Listed records
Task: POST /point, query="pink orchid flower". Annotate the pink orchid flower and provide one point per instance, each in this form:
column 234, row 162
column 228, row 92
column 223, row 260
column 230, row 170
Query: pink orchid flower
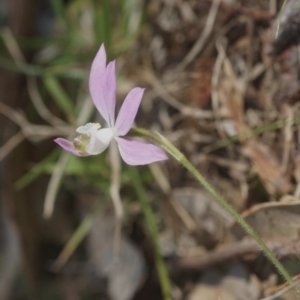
column 91, row 140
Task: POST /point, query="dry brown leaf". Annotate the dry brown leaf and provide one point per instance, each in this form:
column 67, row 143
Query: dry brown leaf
column 235, row 284
column 273, row 221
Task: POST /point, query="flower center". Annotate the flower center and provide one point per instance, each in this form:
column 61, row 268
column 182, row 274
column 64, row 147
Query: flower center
column 86, row 132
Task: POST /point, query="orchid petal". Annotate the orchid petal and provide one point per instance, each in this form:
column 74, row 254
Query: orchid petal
column 110, row 91
column 136, row 153
column 128, row 111
column 97, row 83
column 69, row 147
column 100, row 141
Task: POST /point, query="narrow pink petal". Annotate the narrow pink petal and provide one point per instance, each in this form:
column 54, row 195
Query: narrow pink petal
column 128, row 111
column 69, row 147
column 97, row 83
column 110, row 91
column 136, row 153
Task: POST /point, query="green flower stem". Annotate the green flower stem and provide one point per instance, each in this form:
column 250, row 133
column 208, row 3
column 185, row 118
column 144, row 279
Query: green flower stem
column 173, row 151
column 150, row 221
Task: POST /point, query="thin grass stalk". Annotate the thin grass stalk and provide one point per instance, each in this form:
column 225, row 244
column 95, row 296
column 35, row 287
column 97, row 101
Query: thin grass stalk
column 180, row 157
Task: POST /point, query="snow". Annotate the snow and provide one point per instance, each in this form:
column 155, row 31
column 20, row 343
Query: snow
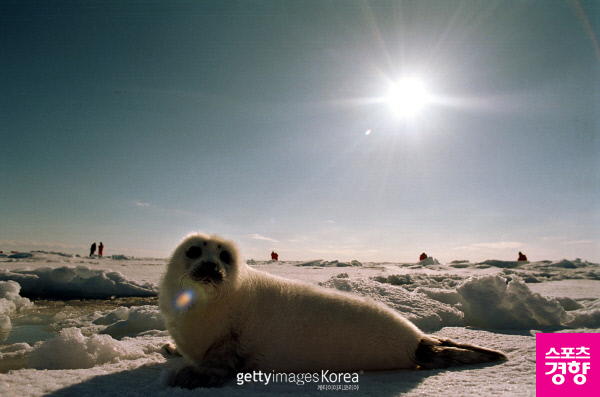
column 104, row 335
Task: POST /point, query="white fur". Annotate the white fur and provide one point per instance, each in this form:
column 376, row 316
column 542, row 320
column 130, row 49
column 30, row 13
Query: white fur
column 285, row 325
column 256, row 321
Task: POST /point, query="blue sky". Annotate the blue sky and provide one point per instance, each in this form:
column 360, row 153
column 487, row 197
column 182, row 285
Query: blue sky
column 135, row 123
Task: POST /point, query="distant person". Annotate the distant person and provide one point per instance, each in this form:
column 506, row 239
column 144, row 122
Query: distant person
column 522, row 258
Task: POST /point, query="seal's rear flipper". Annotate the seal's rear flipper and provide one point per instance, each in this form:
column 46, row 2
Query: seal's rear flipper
column 449, row 354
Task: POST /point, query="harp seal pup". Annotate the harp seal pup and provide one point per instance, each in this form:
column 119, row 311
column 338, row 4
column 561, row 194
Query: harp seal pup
column 226, row 317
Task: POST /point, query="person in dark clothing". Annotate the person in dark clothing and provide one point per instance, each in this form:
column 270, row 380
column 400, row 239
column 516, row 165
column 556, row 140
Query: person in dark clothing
column 522, row 258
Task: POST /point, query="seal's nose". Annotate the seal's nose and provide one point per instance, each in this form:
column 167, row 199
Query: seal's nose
column 207, row 270
column 210, row 266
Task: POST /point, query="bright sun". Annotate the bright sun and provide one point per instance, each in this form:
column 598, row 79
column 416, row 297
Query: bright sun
column 408, row 96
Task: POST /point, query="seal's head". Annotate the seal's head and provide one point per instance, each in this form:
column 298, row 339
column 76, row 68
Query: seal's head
column 202, row 261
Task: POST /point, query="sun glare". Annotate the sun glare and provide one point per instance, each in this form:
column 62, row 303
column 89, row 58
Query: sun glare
column 408, row 96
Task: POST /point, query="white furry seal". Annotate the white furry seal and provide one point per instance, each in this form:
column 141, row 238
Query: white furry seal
column 226, row 317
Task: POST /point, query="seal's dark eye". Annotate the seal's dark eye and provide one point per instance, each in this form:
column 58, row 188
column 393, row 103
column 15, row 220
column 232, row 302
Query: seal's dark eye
column 225, row 257
column 194, row 252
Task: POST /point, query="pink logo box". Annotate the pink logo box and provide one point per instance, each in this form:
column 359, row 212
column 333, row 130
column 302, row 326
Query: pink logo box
column 567, row 365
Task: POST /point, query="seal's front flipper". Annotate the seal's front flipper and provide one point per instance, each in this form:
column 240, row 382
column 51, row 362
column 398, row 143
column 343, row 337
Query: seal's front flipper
column 431, row 355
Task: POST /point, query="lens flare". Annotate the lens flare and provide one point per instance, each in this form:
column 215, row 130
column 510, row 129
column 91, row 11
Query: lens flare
column 184, row 299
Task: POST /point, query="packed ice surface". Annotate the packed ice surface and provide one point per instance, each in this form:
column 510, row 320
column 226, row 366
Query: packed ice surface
column 117, row 345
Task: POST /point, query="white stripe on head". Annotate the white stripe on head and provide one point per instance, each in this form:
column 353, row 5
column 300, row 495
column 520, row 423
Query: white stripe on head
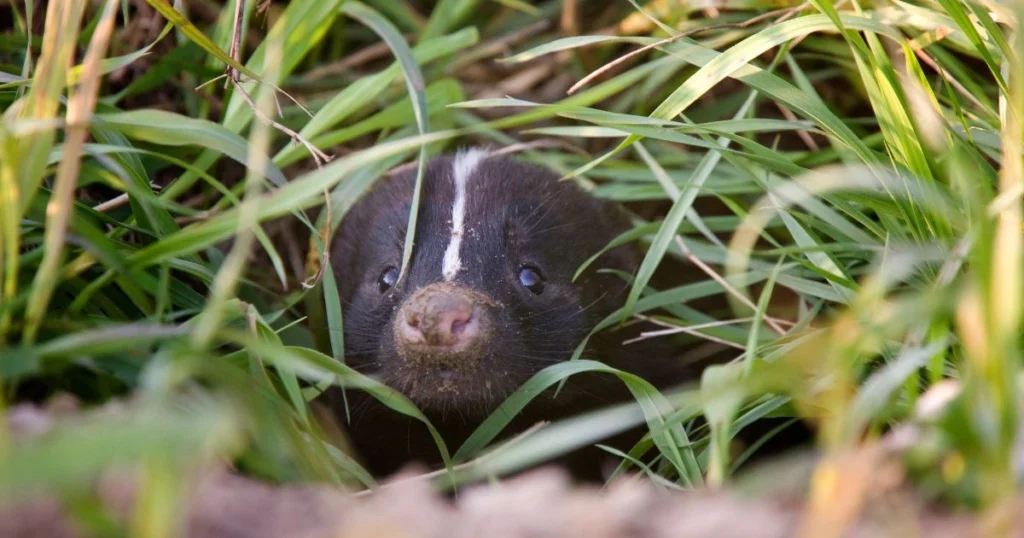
column 462, row 169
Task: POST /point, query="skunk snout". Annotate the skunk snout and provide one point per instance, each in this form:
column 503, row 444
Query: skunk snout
column 439, row 319
column 442, row 326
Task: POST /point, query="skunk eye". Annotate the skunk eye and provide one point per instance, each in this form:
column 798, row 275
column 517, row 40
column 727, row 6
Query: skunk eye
column 387, row 279
column 531, row 280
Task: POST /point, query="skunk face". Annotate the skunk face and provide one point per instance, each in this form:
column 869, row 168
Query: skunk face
column 488, row 297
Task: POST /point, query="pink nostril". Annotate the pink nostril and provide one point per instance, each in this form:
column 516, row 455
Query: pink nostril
column 460, row 324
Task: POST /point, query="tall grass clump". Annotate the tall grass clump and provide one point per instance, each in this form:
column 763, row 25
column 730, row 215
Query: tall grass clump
column 844, row 178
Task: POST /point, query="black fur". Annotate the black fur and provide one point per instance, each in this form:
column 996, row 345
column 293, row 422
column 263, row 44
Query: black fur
column 518, row 214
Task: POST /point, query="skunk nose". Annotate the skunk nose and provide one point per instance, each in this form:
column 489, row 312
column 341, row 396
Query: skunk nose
column 439, row 319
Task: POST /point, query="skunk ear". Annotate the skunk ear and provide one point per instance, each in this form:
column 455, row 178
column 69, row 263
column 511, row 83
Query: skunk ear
column 616, row 221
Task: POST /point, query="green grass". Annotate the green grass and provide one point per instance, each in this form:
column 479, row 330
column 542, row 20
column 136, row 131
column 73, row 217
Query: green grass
column 865, row 159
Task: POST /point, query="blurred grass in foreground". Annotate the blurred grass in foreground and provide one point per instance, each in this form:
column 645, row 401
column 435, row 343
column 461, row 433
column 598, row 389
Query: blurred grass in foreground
column 862, row 162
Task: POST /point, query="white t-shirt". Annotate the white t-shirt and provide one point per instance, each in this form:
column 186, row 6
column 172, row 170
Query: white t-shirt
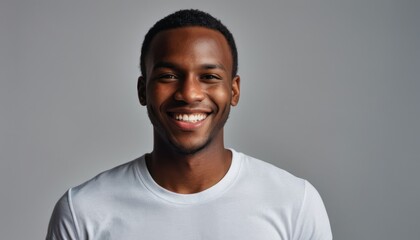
column 255, row 200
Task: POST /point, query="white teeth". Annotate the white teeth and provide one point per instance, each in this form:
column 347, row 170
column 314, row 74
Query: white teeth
column 196, row 117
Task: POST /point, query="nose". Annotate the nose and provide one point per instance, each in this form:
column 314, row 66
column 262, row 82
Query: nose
column 189, row 90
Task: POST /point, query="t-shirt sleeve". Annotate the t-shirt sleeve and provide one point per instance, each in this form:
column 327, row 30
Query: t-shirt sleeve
column 62, row 223
column 312, row 222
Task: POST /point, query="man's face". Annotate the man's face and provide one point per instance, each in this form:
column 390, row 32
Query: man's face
column 188, row 88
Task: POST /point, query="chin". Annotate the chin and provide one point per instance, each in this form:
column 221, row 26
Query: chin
column 190, row 149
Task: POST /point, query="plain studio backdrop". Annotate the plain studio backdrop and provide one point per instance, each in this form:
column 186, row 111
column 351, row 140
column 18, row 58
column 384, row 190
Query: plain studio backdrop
column 330, row 93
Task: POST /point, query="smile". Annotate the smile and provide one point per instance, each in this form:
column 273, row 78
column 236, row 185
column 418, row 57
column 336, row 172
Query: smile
column 191, row 118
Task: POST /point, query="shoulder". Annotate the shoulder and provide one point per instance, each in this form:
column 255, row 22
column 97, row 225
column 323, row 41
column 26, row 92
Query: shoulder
column 108, row 181
column 270, row 176
column 289, row 195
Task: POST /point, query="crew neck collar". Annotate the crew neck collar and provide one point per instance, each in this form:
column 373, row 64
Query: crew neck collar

Your goal
Scan the material for lines that hold the word "collar", then say how many there are and nothing else.

Task response
2